## Things to do:
1/ From the passage, quote the wording from "It isn't regret." to "attack or daydreaming.".
2/ Render this sentence from the passage in Spanish: "It isn't staring out the car window."

## Document segment:
It isn't standing shoulder-to-shoulder with adults who used to look so tall and feeling overwhelming waves of solidarity, empathy, grief, love, betrayal, pride, indifference, and disappointment. It isn't feeling entitled to being warned. It isn't the lesson that some dogs bite. It isn't the paralysis of childhood and adulthood being two sides of a helpless coin. It isn't making bad choices or making good ones. It isn't eating chocolate for breakfast. It isn't the realisation that everyone along the way tried to tell you and you ignored it every step of the way. It isn't running away from grief. It isn't trying to grow up and show everyone you can succeed, you can learn, you can graduate, you can work, you can love, before they pass away. It isn't screaming at your younger self every day. It isn't reaching the finish line. It isn't the daily run, the daily grind, the daily puzzle, the daily trend.
It isn't regret. It isn't being "on the mend". It isn't trying to turn back time. It isn't listening to old songs that make you cry. It isn't wishing you had tried. It isn't watching war on tv. It isn't recycling. It isn't making kids laugh and being silly. It isn't acknowledging when you've been the the bully. It isn't staring out the car window. It isn't telling lies. It isn't tweeting, reading, joking, advising, deriding, agreeing, demeaning, or uplifting. It isn't having a panic attack or daydreaming.

## Location annotation dataset excerpts:

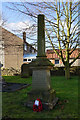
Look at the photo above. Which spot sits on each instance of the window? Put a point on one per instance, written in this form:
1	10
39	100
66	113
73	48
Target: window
56	61
25	47
25	60
29	59
33	59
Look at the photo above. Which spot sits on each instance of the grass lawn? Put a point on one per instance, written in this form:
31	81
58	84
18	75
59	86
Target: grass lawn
66	91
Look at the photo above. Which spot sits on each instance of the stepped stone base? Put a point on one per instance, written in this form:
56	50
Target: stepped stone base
47	98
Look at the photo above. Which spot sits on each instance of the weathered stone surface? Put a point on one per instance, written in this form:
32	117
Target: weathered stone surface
41	83
25	70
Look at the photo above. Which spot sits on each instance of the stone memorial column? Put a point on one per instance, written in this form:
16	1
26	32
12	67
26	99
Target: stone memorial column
41	83
0	72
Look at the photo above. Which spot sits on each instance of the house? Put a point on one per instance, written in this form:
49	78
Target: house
30	52
54	58
11	49
27	58
28	49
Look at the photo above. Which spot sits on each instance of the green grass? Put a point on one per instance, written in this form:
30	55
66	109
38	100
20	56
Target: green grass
66	91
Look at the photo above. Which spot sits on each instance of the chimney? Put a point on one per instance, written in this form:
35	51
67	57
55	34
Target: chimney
24	37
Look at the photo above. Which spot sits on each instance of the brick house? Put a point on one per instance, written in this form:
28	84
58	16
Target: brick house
11	49
53	57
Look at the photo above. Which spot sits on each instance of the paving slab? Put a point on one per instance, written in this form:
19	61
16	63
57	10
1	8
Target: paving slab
11	87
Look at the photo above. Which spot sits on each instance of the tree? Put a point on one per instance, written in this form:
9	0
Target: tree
61	26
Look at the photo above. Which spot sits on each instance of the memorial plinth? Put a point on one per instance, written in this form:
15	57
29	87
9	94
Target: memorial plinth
41	83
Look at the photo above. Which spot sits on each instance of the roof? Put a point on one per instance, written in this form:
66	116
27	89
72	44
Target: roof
52	54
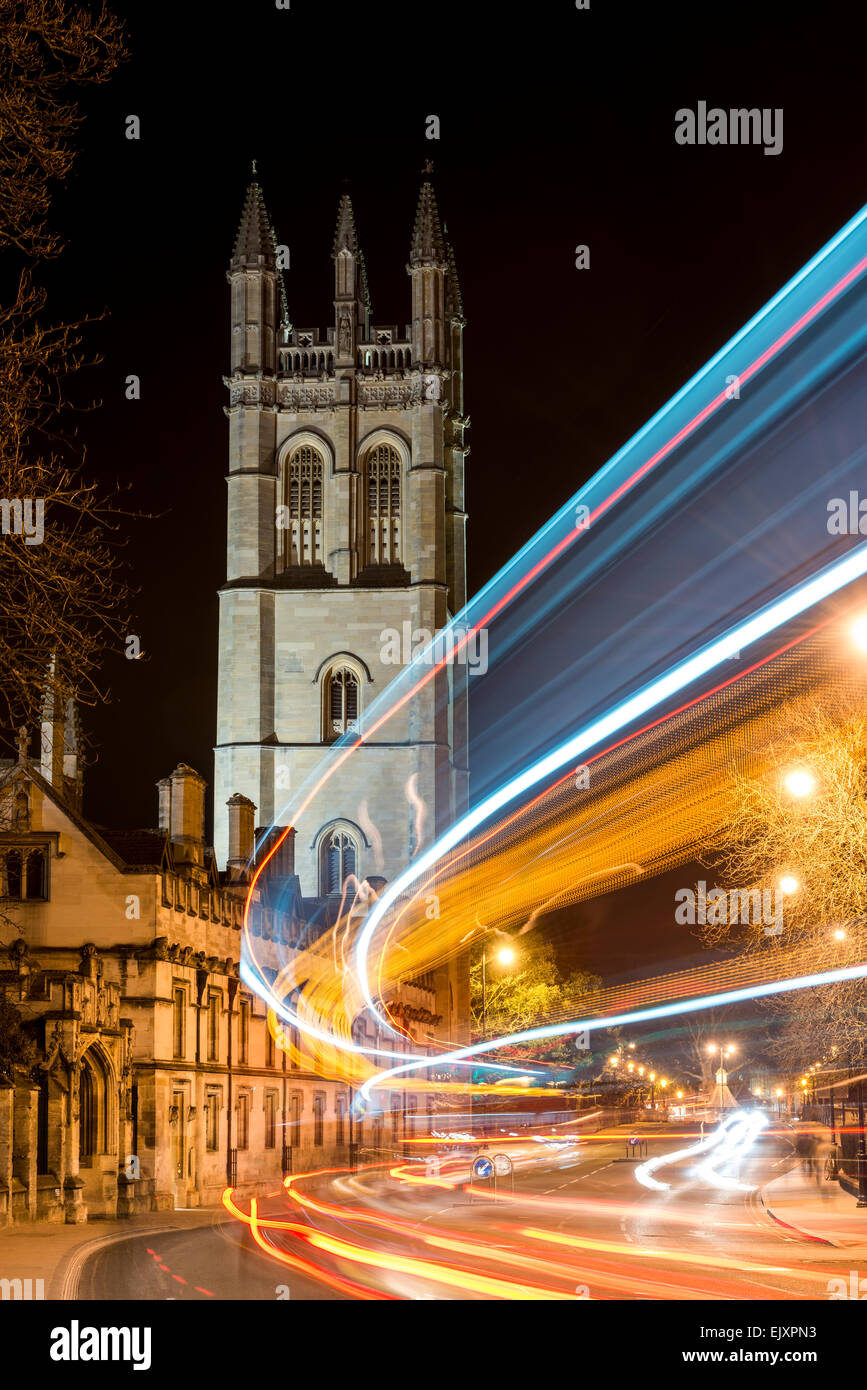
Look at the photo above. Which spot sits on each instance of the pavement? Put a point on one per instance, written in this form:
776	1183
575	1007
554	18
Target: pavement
823	1212
56	1253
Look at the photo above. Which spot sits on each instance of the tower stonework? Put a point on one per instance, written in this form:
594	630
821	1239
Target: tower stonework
345	523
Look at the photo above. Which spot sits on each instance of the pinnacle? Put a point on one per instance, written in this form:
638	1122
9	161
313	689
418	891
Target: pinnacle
254	238
455	303
427	232
346	238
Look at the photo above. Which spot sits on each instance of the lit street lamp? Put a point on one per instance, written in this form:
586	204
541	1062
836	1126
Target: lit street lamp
505	955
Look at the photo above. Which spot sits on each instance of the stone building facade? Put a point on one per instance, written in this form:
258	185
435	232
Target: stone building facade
345	521
156	1077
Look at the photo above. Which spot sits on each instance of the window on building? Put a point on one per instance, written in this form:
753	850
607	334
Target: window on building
270	1119
295	1119
341	702
384	505
318	1116
178	1019
25	875
243	1121
303	503
341	1121
339	859
211	1122
86	1115
214	1001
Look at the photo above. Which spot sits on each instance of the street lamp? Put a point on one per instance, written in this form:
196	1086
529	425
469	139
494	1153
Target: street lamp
505	955
799	781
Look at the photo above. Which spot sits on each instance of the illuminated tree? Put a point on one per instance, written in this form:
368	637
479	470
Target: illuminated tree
17	1048
802	824
59	560
528	993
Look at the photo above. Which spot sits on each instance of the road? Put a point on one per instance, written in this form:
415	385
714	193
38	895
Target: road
577	1225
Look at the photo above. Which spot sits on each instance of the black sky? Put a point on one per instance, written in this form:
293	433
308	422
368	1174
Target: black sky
557	128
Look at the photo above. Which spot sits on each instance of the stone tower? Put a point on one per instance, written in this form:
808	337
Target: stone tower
346	524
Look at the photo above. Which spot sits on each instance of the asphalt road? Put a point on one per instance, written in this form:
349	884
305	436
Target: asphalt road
575	1225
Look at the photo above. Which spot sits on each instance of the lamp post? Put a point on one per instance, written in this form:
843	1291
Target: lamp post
862	1200
505	955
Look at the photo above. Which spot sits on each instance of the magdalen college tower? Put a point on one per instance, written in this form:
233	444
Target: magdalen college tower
345	524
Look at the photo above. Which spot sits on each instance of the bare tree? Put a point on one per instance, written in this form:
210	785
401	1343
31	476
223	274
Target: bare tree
63	592
802	824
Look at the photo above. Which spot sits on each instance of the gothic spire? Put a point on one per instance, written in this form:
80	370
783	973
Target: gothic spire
346	239
455	305
346	236
254	241
427	232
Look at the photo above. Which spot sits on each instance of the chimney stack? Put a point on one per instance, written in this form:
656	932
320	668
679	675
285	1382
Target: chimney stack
188	815
164	802
53	731
242	813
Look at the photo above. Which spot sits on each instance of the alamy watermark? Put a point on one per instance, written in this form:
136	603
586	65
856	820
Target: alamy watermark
453	645
720	906
744	125
22	516
848	516
856	1287
25	1289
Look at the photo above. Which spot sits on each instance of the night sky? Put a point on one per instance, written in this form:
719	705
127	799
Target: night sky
557	129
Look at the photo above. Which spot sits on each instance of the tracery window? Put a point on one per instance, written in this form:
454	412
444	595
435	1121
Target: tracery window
341	701
384	505
339	859
302	520
25	875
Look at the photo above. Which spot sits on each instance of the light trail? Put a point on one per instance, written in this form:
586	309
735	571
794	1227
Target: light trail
839	282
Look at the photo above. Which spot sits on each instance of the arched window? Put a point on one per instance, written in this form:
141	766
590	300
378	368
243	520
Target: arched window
384	505
339	859
36	881
93	1101
86	1121
341	702
303	508
14	877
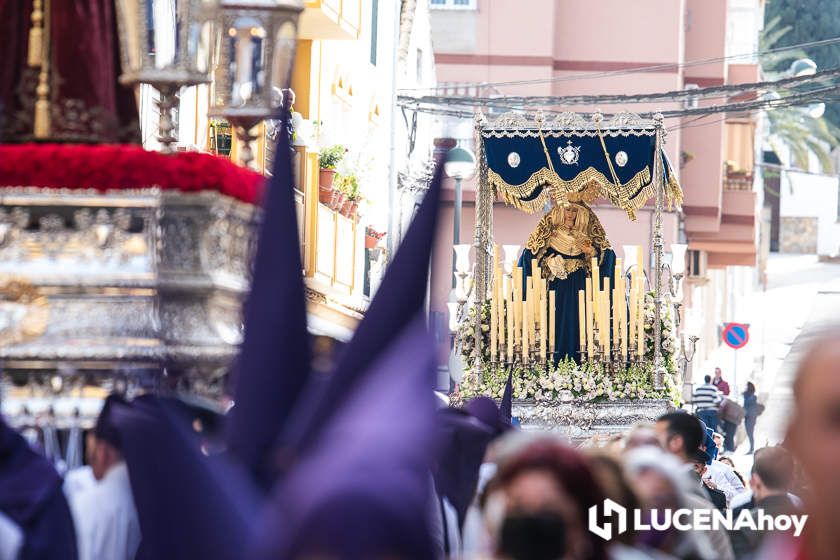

## Results for each task:
1/
It isn't regret. It isn't being "on the mend". It isn't trying to turn back time. It isn't listening to old songs that make you cry. It isn't wishing you had tried. It isn't watching war on tv. It isn't recycling. It isn't making kids laugh and being silly. It isn't acknowledging when you've been the the bully. It isn't staring out the car window. It isn't telling lies. It isn't tweeting, reading, joking, advising, deriding, agreeing, demeaning, or uplifting. It isn't having a panic attack or daydreaming.

2/ No es mirar por la ventanilla del coche.